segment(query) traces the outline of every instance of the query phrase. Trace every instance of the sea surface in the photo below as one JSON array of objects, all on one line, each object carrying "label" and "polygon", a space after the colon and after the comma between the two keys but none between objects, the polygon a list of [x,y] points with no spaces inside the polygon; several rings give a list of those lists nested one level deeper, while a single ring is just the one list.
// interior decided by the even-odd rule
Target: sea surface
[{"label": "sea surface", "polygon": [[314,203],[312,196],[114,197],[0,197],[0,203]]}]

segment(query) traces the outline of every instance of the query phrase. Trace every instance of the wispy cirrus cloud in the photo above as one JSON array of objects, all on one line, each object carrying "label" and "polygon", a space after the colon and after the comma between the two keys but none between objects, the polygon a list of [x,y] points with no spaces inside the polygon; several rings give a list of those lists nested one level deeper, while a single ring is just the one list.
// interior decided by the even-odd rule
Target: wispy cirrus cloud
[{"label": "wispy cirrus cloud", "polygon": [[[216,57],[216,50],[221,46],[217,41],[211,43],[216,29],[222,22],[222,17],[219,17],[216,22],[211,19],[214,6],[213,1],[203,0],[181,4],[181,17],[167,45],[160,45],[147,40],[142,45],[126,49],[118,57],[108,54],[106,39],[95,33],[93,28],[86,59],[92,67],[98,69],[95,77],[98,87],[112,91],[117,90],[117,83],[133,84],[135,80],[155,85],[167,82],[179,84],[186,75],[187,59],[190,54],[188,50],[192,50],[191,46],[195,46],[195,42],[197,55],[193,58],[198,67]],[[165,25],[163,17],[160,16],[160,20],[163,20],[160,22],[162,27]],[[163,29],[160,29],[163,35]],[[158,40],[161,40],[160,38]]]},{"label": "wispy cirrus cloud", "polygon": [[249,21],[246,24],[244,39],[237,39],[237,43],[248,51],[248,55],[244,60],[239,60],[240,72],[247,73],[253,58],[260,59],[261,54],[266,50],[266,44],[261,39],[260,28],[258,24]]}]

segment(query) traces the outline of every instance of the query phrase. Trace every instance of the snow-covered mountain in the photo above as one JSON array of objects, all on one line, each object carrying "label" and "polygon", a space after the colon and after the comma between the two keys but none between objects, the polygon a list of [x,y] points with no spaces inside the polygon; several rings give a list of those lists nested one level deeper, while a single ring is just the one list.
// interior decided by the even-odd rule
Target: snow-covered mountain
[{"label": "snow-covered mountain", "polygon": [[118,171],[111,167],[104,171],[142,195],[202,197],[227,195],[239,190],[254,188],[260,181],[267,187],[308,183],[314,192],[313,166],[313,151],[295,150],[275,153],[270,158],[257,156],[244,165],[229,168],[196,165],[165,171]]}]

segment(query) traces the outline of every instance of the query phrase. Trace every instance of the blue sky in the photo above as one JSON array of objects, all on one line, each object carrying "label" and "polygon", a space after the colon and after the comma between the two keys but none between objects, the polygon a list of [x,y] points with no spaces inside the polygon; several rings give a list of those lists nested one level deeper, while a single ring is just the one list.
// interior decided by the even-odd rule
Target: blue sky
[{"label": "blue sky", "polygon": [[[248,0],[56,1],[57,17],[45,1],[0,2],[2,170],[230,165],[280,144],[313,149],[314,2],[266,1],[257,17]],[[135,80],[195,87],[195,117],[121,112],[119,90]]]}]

◆ ◆ ◆ ◆ ◆

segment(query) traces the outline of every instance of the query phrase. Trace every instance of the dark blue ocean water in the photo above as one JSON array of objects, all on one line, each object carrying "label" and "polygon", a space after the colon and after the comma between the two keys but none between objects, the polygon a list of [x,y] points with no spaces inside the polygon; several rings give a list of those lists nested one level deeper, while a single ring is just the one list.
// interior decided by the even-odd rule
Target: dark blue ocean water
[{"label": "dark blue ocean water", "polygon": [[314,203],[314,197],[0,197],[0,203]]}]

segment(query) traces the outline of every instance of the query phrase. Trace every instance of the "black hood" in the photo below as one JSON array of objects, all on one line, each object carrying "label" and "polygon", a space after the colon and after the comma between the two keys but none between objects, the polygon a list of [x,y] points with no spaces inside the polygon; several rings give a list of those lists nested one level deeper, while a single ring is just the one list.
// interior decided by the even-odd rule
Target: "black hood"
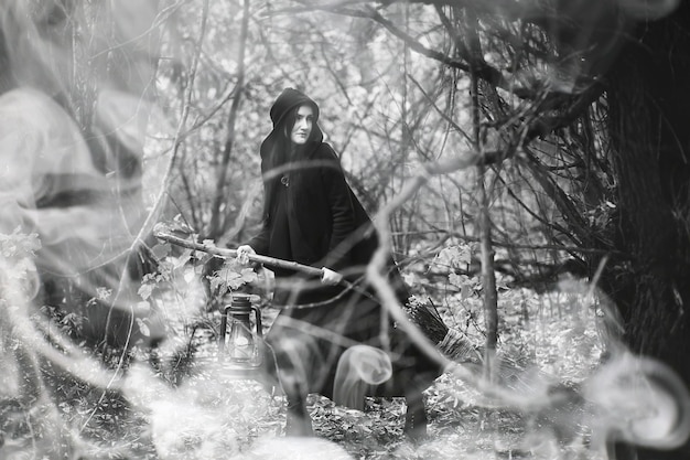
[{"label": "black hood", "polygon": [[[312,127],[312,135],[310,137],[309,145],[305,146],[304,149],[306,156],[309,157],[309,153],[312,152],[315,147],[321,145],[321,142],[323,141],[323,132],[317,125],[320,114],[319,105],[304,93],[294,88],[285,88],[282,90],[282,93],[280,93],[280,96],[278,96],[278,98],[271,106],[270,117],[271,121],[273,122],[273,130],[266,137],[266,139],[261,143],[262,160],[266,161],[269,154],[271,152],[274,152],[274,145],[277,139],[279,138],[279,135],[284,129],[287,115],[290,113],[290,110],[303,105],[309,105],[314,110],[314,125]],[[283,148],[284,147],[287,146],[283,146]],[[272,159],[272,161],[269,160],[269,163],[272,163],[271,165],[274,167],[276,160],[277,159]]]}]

◆ ◆ ◆ ◆ ◆

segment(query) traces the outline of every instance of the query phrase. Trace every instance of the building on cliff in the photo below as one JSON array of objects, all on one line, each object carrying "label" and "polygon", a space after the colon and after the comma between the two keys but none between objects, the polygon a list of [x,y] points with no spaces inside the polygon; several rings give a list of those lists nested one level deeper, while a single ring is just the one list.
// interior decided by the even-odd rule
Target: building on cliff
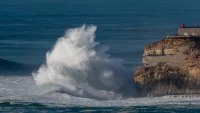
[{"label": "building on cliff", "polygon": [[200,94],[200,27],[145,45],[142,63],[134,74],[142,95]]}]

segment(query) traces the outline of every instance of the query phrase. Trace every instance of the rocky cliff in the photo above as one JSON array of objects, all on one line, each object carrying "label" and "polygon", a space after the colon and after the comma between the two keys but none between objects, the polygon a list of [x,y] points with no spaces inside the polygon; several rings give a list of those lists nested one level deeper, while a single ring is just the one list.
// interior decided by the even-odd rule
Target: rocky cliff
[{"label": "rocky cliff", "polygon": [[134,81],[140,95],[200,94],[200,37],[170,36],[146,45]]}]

◆ ◆ ◆ ◆ ◆

TASK REQUIREMENTS:
Locate every line in the items above that contains the word "rocky", and copy each of those lines.

RESPONSE:
segment(query) traces the outline of every instance of the query phrase. Trace every instance of the rocky cliff in the photo above as one JSON array of objects, all on one line, each object carrying "label" and "polygon", a space after the colon and after the comma between the two keys but none between objects, the polygon a list of [x,y] points with no spaces inside the polygon; several rings give a list of those lists nested one level deeper, while a single ring is just the one list.
Target: rocky cliff
[{"label": "rocky cliff", "polygon": [[134,81],[140,95],[200,94],[200,37],[170,36],[146,45]]}]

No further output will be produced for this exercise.